▶ [SOURCE TEXT]
..........

Natural gas plant generating opposition

OAKVILLE, ONTARIO - Doug MacKenzie gets fired up when asked about the large natural gas plant being shoehorned into his neighbourhood.

The Oakville homeowner says he's already paid his dues, forced like other residents to breathe in pollution from existing industry, including emissions from a nearby Petro-Canada lubricants plant, a Ford Motor paint plant, two wastewater treatment facilities, and a St. Lawrence Cement mill – all within a few kilometres.

"This whole area has too much heavy industry already," says MacKenzie, frustrated at the thought that another major polluter could be built less than two kilometres from his front door on Benita Court.

His concern, shared by most of his neighbours, hasn't stopped Ontario's power-planning agency from plowing ahead with a plan to locate an 850-megawatt natural gas generating station in southwest GTA. The final site will be one of four locations clustered around the southern border of Mississauga and Oakville. Three are within the community of Clarkson Village.

The Ontario Power Authority was to have decided which private developer will build and operate the new plant – almost twice the size of the Portlands Energy Centre near Toronto's Beach and Leslieville neighbourhoods – in late August. It now expects to award the contract in late September and promises to work with the community to address air-quality concerns over the next few weeks.

It's a reprieve at best. Energy and Infrastructure Minister George Smitherman has made clear that the proposed plant is coming – it must come – by 2013 as part of a larger plan to strengthen Ontario's electricity system and lower greenhouse-gas emissions. The government has already demolished the Lakeview coal-fired generating station and is ambitiously aiming to shut down the rest of Ontario's dirty coal fleet, including the mammoth Nanticoke station on Lake Erie, by 2014.

..........

[Dataset items]
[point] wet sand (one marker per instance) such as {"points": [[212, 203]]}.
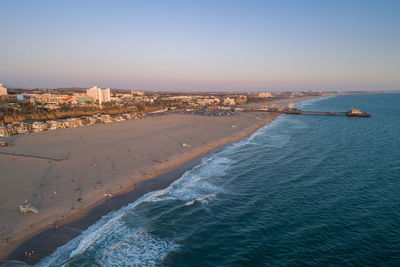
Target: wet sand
{"points": [[121, 158]]}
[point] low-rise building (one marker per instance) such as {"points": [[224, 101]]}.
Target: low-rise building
{"points": [[229, 101], [3, 91]]}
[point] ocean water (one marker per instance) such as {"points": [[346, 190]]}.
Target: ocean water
{"points": [[303, 190]]}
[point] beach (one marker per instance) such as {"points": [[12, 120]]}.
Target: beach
{"points": [[65, 173]]}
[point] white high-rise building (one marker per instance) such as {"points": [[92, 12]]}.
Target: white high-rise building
{"points": [[98, 94], [3, 91]]}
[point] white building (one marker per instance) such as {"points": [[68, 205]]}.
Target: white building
{"points": [[3, 91], [136, 92], [98, 94], [265, 94], [229, 101]]}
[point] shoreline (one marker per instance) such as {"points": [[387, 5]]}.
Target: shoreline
{"points": [[46, 240], [71, 227]]}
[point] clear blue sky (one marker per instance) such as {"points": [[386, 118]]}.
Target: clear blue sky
{"points": [[201, 45]]}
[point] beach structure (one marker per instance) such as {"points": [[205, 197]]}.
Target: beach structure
{"points": [[27, 207], [3, 91], [98, 94]]}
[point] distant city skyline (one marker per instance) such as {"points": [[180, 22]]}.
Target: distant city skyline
{"points": [[201, 45]]}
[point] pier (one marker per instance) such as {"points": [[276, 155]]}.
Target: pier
{"points": [[295, 111]]}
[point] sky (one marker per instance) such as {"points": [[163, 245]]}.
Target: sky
{"points": [[201, 45]]}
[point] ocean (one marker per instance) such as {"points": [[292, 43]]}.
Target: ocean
{"points": [[303, 190]]}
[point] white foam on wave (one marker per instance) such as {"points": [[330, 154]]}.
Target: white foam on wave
{"points": [[196, 185], [108, 223], [136, 249], [201, 200], [313, 101], [193, 185]]}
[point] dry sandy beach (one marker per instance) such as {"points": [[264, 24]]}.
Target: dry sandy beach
{"points": [[76, 167]]}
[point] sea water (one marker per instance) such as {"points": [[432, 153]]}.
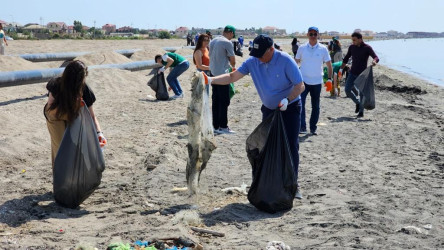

..........

▶ [REQUESTS]
1. What is the capacity in megawatts of the generating station planned in the natural gas plant article?
2. Condense the paragraph of the natural gas plant article that begins "The Ontario Power Authority was to have decided" into a short bulleted list that keeps its main facts.
3. Transcribe the stretch of the natural gas plant article from "His concern, shared" through "of Clarkson Village.".

▶ [RESULTS OF THE EXERCISE]
1. 850 megawatts.

2.
- The Ontario Power Authority was to pick a private developer to build and run the new plant in late August.
- The plant is almost twice the size of the Portlands Energy Centre near Toronto's Beach and Leslieville neighbourhoods.
- The contract is now expected in late September.
- The agency promises to work with the community on air-quality concerns over the next few weeks.

3.
His concern, shared by most of his neighbours, hasn't stopped Ontario's power-planning agency from plowing ahead with a plan to locate an 850-megawatt natural gas generating station in southwest GTA. The final site will be one of four locations clustered around the southern border of Mississauga and Oakville. Three are within the community of Clarkson Village.